(Written task): Print the data exactly as it is given, please.

(Collected data)

- - - - -

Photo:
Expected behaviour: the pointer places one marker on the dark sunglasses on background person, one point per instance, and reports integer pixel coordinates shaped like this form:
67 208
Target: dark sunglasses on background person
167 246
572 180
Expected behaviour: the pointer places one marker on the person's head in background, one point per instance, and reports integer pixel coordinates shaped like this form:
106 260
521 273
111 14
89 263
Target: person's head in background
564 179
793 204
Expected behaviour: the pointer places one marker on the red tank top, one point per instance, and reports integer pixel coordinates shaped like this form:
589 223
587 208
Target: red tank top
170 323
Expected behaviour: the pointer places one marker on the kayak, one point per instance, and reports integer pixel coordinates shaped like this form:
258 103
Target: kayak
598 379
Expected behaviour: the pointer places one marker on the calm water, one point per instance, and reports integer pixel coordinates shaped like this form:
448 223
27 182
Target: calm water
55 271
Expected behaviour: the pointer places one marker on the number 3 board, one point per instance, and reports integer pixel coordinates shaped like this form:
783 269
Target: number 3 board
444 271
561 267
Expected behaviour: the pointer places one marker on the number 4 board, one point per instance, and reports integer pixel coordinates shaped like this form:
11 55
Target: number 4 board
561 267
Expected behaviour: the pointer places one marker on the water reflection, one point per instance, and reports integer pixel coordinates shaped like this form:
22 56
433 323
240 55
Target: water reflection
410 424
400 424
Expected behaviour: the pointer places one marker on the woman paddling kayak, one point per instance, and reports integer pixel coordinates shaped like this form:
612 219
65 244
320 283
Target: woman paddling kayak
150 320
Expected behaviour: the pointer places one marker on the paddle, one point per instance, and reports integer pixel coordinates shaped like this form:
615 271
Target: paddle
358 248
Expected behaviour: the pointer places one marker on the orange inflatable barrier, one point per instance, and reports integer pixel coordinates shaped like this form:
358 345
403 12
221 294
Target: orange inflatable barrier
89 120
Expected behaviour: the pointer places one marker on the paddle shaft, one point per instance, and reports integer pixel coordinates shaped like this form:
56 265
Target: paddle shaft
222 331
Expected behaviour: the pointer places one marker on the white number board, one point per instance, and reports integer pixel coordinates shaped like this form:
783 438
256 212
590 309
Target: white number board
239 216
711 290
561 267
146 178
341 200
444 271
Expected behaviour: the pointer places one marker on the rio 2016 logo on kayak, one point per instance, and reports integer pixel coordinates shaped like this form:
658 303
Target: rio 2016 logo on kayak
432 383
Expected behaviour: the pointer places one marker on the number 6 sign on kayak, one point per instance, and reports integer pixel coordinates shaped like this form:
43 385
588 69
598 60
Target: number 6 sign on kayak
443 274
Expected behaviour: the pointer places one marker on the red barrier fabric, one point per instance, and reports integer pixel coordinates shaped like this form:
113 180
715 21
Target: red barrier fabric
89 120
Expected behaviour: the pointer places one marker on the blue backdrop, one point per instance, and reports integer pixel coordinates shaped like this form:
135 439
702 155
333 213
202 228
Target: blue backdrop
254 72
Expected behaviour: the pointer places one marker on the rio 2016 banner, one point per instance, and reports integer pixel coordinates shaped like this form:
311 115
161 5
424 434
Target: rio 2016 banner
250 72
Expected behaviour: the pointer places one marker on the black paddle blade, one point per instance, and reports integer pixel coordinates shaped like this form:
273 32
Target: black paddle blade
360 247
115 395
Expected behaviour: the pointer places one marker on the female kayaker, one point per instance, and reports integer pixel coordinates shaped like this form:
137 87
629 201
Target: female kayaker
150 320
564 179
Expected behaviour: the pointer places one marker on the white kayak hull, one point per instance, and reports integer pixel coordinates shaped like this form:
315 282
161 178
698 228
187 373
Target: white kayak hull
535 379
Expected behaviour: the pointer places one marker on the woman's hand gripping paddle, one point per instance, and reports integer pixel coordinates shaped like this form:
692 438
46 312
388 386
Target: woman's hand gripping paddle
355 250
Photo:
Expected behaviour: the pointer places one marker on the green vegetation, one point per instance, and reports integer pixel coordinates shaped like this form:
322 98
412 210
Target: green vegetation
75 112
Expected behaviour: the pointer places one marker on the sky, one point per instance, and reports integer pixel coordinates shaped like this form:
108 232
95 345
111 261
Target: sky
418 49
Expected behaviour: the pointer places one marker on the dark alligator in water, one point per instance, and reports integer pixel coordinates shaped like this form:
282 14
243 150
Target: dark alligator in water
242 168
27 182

- - - - -

(Worked solution):
Photo:
Expected behaviour: the pointer places one marker on the dark sunglasses on background person, one point per instance, and reports integer pixel coordinates shaped like this form:
67 208
Target: dark sunglasses on background person
167 246
572 180
Expected behaviour: the pointer places one marker on the person's head in background, one point per instance, and reports integer pixel coordinates shaped like this form:
106 260
521 273
111 14
89 263
Target: person's head in background
564 179
793 204
Expected behaviour: the pointer places one marker on the red tank top, one point per instance, and reports integer pixel coordinates shaped like this form:
589 223
587 208
Target: red tank top
170 323
Expected behaviour: the pointer places one marker on the kayak, one point per instance, and reports integer pixel coordinates shaped like this form:
258 103
Target: kayak
598 379
Expected behaviour: the pointer places one marker on the calm water, one point per instance, and reports integer pixel coordinates shaped like this form:
448 223
27 182
Target: calm water
55 271
Expected behaviour: the pointer places one marker on the number 3 board, one point per instance, and reports integer pixel coordinates shaped like this form:
783 269
Target: number 3 board
444 271
561 267
Expected behaviour: the pointer places one marker on the number 4 board, one point per instance, and reports integer pixel coordinates shaped like this form:
11 55
Target: number 4 board
561 267
Expected behaviour: the pointer places one marker on the water reflection, one point per instance, and reports integer pixel coordinates shaped like this form:
22 56
433 323
240 55
Target: water reflection
410 424
400 424
Expected behaviour: the pointer places one marker on the woman paddling kayak, one point per instance, and reports integer pixel coordinates shaped like this form:
612 219
65 244
320 283
Target: woman paddling kayak
150 320
Expected behaviour: the pointer places one marker on the paddle, one point per instance, and reports integer pixel coordinates shaped like this form:
615 271
Target: paddle
358 248
Expected behaviour: the pointer places one marker on the orange inflatable barrier, one point per instance, and reports integer pixel coordinates shaped like this form:
358 345
403 12
221 294
Target: orange inflatable barrier
89 120
Expected behaviour: the pointer places one marker on the paddle shaft, one point per instance, and reports integer pixel coordinates shaped like this form:
56 265
Target: paddle shaft
222 331
Expected behaviour: the pointer places one marker on the white number board, one point per instance, and reports integer pixel coordinates shaped like this form:
783 438
256 212
590 309
Target: white number board
239 216
711 290
561 267
146 178
341 200
444 271
Expected behaviour: the pointer places one marker on the rio 2016 logo on kayak, one point per instance, and reports integer pixel coordinates shaped like this form:
658 303
Target: rio 2016 logo on kayak
432 383
Expected behaviour: the pointer places one marker on the number 6 sign on kayak, one point per instance, and reports integer pixel coordinates shaped like this form:
43 385
588 69
598 60
Target: number 6 sign on kayak
443 274
Expected behaviour: the pointer places one marker on the red barrier fabric, one point per instance, and reports integer pixel coordinates shaped like this form:
113 180
715 21
Target: red barrier fabric
89 120
Expected behaviour: the pointer places one marker on the blue backdrop, one point per instance, and reports integer pixel coordinates shaped like this form:
135 439
702 155
333 213
202 228
Target: blue backdrop
254 72
Expected behaviour: the pointer places one marker on the rio 2016 banner, one point per instance, and reports integer pixel coordinates shaped like this form:
311 115
161 5
424 434
Target: rio 2016 banner
250 72
Expected behaviour: the pointer places one marker on the black paddle blade, one point per instance, and reports integer pixel coordinates shaped like this form:
273 32
Target: black paddle blade
360 247
115 395
Expected behaviour: the pointer places one marker on the female kayaker, one point per instance, and reports integer pixel coordinates shaped like this form:
137 87
629 201
Target: female kayaker
150 320
564 179
Expected behaviour: the pointer places one marker on the white kayak hull, one point per instance, and reports integer pixel coordinates shaped like this form:
315 282
161 178
698 228
187 373
Target: white kayak hull
535 379
Expected behaviour: the pointer places one marker on the woman's hand gripping paddle, one point per instance, and reports integer pixel coordinates shaped like this form:
692 438
46 312
388 386
Target: woman's hand gripping paddle
355 250
Photo:
Expected behaviour: the pointer places one marker on the green vegetation, one point per instance, and reports integer pixel coordinates shaped like this form:
322 98
412 210
Target: green vegetation
75 112
Expected behaviour: the pointer places one marker on the sky, one point per instance, and reports integer pixel coordinates shaped like this form:
108 232
95 345
111 261
Target: sky
418 49
Expected behaviour: the pointer places one marker on the dark alligator in water, one point per instance, and reports integer pixel coordinates shaped like this form:
282 14
243 150
Target: dark alligator in water
242 168
27 182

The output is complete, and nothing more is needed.